Food, Technology, and the Gray Areas
Sometimes I wonder whether on the whole the world is getting better, or whether it’s getting worse. Diseases like smallpox, polio and the bubonic plague have thankfully tottered into obsolescence, but others—avian flu, AIDS, new permutations of mental illness, celiac or other digestive diseases—are now inexplicably endemic. Many more of us, worldwide, have toilets, potable water, and health-care plans. Many more of us also have BlackBerrys, carpal tunnel syndrome, and Prozac prescriptions.
To write about food only as food misses the point, or the many points, about the great universal human experience between birth and death. Food is not just what we eat. It charts the ebbs and flows of economies, reflects the changing patterns of trade and geopolitical alliances, and defines our values, status and health—for better and worse. Tell me what you eat and I will tell you who you are, where you live, where you stand on political issues, who your neighbors are, how your economy functions, your country's history and foreign relations, and the state of the environment. By looking at food, the age we live in is better understood.
-*-*-
### REQUIRED TASKS
[1] Which diseases does the essay on food and technology say have tottered into obsolescence?
[2] In the essay on food and technology, rewrite the paragraph beginning "To write about food only as food" more briefly.

### PROVIDED MATERIAL
-*-*-
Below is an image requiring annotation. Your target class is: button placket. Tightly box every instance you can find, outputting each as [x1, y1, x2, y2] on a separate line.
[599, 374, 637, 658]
-*-*-
### RESULTS
[1] Smallpox, polio and the bubonic plague.

[2] Treating food merely as food misses its larger meaning in human life. Food tracks economies, trade and geopolitical alliances, and it defines values, status and health. What people eat reveals who they are, where they live, their politics and neighbors, their economy, their country's history and foreign relations, and the state of the environment, so food helps explain the present age.